* EXTRACT TO READ
◇ ◇ ◇ ◇

Phase 4 of virus relief bill begins political dance, Dems put hazard ‘Heroes Fund’ in spotlight

Despite a push by some lawmakers for a potential “Phase 4” coronavirus response bill, Republicans and Democrats are reaching an impasse on the details.

While Congress is under mounting pressure to pass another trillion-dollar relief bill to deal with the effects of the coronavirus pandemic, key differences in what Democrats and the GOP are advocating may be stepping on the brakes of legislation many were hoping could be passed by the end of April.

Senate Majority Leader Mitch McConnell is hoping to buy some time against the push by Democrats to swiftly get another package approved. The Kentucky Republican is reportedly planning to ask for unanimous consent on Thursday on an additional $250 billion to help small businesses meet their payrolls. Almost $350 billion in the $2.2 trillion CARES Act was already appropriated by Congress to meet this need but the program has fallen short of funding.

But before his announcement of the planned unanimous consent request, McConnell did not reach out to Senate Minority Leader Charles Schumer, D-N.Y., The Hill reported. Nor did Sen. Marco Rubio of Florida, who chairs the Small Business Committee, reach out to his Democrat counterpart, Sen. Ben Cardin of Maryland.

Both chambers of Congress overwhelmingly passed the previous stimulus bills, an $8.3 billion coronavirus bill on March 6, another on March 18 and finally, the $2.2 trillion “Phase 3” legislation that was passed on March 26. But Republican leaders are reportedly expecting that Schumer will be trying to push through Democrat “wish lists” in an upcoming bill, including up to $25,000 in hazard pay for essential workers.

“As the administration works to implement this historic legislation and push money out the door, Senate Republicans believe any potential further action will need to be tailored to the actual needs of our nation, not plucked off preexisting partisan wish lists,” McConnell said Tuesday, pressing for impending legislation to focus more on fixing any issues with the existing CARES Act.

Schumer vowed that the “Heroes Fund,” referring to the hazard pay for essential workers, is one “of our very highest priorities in COVID-4,” the potential fourth relief bill. Democrats are also pushing for changes to the enrollment window for the uninsured in the Affordable Care Act as well as more funding to help bolster the budgets of state and local governments.

◇ ◇ ◇ ◇

* DATA EXTRACT
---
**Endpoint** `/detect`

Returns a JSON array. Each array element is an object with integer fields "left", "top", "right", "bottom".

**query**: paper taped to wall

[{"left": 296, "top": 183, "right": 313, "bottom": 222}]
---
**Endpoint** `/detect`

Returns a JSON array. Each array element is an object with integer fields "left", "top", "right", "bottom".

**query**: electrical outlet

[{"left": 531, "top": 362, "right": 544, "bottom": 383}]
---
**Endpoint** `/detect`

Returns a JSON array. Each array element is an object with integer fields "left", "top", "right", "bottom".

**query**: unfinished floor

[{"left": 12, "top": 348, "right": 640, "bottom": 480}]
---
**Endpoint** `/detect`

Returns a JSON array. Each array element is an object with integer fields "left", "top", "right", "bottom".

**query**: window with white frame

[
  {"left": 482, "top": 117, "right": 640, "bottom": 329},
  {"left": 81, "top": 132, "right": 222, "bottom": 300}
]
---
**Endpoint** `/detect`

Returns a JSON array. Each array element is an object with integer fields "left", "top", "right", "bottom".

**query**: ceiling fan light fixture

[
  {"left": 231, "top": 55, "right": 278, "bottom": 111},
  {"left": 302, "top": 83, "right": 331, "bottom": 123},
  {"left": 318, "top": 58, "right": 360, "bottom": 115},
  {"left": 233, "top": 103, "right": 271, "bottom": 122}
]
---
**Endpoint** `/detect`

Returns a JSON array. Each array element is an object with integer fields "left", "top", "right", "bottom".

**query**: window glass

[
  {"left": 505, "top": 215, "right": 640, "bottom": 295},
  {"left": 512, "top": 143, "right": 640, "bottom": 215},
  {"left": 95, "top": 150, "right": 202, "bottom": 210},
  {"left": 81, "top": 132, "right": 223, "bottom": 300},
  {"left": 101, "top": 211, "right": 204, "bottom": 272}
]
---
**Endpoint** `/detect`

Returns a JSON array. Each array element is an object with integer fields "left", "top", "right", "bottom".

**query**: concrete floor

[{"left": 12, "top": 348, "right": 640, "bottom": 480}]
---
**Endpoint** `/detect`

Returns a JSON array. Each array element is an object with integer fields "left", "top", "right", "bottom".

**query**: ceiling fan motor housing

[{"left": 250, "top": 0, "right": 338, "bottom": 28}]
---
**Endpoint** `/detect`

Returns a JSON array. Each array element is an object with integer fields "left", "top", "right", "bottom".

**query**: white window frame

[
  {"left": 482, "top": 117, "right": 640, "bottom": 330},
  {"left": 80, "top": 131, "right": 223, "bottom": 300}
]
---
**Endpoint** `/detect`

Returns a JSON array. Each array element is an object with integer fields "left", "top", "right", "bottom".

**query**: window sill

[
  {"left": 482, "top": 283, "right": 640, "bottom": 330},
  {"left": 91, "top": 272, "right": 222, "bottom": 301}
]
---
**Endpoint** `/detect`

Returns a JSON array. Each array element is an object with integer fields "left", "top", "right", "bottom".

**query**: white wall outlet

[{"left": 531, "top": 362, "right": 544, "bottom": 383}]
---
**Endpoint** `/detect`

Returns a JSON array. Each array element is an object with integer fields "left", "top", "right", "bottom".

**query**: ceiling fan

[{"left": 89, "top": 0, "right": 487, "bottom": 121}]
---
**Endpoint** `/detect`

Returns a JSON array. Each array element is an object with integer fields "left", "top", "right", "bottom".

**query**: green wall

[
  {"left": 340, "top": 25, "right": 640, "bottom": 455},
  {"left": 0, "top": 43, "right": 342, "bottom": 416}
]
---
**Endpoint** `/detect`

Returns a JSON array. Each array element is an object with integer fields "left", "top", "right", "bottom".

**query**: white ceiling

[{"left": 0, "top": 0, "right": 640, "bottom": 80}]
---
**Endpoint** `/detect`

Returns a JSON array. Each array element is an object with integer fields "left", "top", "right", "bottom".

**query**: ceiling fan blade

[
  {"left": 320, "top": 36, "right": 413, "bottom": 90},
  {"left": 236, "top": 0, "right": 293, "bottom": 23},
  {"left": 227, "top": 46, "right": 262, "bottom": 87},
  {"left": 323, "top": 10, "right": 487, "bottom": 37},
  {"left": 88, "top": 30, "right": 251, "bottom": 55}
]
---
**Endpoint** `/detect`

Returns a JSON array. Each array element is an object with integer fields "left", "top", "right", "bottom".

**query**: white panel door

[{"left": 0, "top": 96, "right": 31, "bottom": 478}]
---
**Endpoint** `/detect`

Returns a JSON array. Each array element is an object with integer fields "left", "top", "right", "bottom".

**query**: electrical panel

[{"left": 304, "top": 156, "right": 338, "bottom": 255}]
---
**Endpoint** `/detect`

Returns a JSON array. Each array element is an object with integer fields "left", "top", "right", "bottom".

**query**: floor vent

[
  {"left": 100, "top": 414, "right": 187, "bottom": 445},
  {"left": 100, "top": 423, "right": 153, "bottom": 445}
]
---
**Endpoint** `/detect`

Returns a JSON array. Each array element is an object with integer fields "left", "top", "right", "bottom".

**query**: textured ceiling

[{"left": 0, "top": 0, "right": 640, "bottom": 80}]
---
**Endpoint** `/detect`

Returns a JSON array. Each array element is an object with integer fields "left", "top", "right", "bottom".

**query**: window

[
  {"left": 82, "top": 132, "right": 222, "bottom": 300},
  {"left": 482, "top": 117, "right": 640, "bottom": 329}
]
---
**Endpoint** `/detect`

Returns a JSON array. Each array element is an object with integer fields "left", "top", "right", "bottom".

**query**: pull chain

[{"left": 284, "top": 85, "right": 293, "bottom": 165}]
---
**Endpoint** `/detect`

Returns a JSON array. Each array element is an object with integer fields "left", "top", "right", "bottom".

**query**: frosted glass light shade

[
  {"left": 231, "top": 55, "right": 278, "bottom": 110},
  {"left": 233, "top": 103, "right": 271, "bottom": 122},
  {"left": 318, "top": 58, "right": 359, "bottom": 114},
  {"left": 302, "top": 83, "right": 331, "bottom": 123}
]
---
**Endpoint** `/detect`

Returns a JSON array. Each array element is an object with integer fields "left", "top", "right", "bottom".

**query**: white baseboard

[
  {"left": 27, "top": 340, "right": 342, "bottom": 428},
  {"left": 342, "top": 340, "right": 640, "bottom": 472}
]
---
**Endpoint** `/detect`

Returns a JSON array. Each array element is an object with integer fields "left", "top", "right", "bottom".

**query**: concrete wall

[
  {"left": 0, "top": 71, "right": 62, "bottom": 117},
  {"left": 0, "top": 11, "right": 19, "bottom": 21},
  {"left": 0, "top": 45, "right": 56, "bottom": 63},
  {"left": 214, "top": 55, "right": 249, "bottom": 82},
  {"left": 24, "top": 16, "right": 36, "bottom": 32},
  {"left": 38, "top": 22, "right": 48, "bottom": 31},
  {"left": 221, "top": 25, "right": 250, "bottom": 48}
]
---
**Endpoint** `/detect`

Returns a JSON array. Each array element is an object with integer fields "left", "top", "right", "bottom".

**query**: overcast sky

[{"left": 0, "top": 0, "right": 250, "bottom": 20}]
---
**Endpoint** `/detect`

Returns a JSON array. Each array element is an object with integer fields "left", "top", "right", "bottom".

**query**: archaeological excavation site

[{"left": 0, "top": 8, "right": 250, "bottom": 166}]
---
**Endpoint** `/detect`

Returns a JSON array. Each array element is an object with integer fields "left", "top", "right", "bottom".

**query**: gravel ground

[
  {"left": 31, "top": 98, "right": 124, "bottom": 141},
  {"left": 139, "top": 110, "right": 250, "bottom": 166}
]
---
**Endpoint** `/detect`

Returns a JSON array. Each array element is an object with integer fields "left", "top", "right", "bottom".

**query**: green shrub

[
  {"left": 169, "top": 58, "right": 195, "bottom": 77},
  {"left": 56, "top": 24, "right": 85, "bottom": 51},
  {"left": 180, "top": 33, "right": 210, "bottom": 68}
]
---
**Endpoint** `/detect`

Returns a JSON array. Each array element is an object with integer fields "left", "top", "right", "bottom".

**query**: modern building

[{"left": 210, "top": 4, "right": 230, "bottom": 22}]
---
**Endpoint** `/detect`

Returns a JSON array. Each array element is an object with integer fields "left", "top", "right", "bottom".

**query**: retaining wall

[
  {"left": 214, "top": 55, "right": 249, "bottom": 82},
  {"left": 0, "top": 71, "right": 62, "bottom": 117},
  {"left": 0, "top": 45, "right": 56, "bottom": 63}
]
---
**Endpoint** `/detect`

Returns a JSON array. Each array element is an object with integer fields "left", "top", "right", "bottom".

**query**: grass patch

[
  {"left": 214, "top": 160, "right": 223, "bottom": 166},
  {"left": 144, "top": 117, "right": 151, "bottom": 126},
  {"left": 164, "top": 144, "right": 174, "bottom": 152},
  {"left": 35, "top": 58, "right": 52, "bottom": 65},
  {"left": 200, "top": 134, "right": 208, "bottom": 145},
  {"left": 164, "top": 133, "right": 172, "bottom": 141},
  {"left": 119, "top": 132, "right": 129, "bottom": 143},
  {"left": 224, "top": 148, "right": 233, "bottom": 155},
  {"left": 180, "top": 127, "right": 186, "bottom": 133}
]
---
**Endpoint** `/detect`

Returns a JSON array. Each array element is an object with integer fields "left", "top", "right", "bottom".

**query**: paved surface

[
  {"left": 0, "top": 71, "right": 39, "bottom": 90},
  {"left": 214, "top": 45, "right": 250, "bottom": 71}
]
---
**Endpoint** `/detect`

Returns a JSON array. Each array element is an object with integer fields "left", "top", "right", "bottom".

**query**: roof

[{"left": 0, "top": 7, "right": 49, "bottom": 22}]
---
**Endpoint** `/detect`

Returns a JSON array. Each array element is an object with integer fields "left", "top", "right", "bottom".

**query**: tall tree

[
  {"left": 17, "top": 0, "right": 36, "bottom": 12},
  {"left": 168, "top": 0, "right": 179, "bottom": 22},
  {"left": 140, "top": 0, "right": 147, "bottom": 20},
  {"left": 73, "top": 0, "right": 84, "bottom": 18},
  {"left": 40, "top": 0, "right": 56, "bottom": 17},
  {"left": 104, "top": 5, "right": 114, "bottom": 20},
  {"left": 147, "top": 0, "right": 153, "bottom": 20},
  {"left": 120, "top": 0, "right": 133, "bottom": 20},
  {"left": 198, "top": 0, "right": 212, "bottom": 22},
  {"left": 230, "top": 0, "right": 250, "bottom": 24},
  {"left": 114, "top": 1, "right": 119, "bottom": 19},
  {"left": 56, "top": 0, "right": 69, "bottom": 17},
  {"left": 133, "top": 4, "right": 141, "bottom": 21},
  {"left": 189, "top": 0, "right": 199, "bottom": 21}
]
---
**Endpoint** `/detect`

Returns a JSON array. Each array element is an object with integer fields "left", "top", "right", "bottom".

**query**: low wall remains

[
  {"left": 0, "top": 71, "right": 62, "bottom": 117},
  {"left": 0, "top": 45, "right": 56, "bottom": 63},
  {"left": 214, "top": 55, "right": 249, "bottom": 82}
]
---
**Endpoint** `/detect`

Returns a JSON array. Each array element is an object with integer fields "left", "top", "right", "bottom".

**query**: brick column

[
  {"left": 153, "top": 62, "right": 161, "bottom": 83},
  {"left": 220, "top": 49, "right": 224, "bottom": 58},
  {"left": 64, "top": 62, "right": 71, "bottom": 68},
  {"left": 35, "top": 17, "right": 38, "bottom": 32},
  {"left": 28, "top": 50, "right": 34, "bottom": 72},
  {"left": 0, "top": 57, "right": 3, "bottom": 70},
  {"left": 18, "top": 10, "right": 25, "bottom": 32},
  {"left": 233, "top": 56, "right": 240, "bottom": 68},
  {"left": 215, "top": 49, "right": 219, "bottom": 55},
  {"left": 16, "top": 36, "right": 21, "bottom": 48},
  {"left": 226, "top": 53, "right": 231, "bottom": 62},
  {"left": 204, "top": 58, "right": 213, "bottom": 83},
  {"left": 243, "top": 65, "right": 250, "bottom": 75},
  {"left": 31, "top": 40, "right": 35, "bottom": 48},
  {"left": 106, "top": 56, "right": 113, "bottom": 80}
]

◇ ◇ ◇ ◇

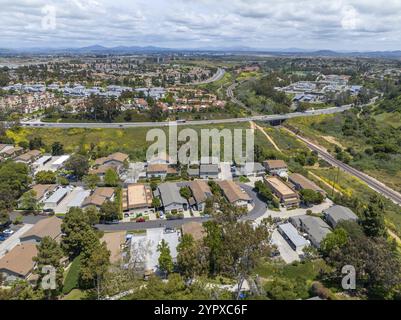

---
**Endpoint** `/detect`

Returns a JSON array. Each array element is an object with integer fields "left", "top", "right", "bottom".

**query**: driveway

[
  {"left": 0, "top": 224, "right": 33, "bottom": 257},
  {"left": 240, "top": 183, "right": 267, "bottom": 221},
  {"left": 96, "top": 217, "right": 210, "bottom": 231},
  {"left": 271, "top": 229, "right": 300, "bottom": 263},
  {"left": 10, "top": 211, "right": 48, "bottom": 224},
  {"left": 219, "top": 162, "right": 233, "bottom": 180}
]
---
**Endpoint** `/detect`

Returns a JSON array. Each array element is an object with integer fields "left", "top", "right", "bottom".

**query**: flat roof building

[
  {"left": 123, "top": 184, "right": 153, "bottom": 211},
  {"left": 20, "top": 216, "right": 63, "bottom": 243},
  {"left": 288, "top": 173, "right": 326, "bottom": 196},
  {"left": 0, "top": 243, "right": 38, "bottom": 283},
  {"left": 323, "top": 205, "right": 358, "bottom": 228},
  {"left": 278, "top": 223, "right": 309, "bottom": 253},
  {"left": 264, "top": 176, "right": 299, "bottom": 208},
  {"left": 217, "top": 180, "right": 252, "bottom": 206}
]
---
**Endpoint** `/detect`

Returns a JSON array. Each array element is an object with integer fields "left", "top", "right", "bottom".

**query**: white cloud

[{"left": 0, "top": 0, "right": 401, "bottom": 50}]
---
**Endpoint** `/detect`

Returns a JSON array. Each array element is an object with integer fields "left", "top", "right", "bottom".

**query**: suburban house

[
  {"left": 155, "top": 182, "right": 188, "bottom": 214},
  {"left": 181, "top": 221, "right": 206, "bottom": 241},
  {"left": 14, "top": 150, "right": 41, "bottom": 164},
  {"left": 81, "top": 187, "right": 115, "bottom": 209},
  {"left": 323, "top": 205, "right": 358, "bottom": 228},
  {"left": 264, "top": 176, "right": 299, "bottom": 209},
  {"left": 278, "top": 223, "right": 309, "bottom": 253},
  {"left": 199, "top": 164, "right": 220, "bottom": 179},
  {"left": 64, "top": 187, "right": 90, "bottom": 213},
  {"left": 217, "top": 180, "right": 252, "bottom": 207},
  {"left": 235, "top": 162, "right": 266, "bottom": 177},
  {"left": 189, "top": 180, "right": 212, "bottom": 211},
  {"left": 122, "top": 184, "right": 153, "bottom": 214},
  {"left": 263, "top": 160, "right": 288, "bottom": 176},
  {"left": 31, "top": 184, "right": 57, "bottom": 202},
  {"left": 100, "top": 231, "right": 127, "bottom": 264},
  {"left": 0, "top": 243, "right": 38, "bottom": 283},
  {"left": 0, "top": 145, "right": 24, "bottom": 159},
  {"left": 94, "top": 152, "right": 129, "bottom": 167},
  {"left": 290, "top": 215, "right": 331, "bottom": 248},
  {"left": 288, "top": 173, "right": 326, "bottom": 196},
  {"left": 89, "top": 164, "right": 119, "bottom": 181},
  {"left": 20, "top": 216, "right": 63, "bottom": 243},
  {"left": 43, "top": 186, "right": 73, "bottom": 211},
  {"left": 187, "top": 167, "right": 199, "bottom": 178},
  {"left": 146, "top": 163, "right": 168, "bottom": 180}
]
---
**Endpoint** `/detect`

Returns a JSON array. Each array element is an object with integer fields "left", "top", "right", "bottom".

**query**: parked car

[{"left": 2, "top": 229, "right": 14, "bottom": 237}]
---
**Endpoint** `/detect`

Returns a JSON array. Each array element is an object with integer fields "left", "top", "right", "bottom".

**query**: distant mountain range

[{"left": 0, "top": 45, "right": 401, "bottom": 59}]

◇ ◇ ◇ ◇

Continue the news article above about the Phase 4 coronavirus relief bill, starting after its last sentence.

* TASK OUTPUT
But Republicans are pushing back, calling for a focus instead on assessing the effects of the bills already passed. And with the number of coronavirus infections in the U.S. expected to be peaking in the coming days and weeks, there is a growing doubt that lawmakers will even reconvene in Washington as expected in the week of April 20.

A senior Senate GOP staffer told The Hill that it is “premature” to discuss another coronavirus relief bill when the last piece of legislation “is not even two weeks old yet.”

“We’re focused on seeing how implementation goes and taking stock of the epidemic. The peaks of infection are coming down because of social distancing and the effectiveness of the quarantines,” the aide said.

“We’re taking stock of what’s actually needed. This isn’t a Clyburn moment to take advantage of a crisis,” the aide added, referring to House Majority Whip James Clyburn of South Carolina who told his Democratic colleagues last month that the stimulus bill was “a tremendous opportunity to restructure things to fit our vision.”

McConnell’s call for unanimous consent on the extra small-business funding puts Schumer between a rock and a hard place as he either makes Democrats look bad by voting against the request, or goes along but loses bargaining power later.

“We’re going to need to give more money to hospitals and health care professionals. We’re going to have to give more money to states and locals, we’re going to have to give more money to schools,” the senior GOP aide told The Hill, noting that “everybody knows there’s going to need to be a 4.0.”

“But it’s not like the market is saying, ‘Oh my God, when is 4.0 coming?’ ” the aide added. “There’s not as much urgency to doing a 4.0 right now.”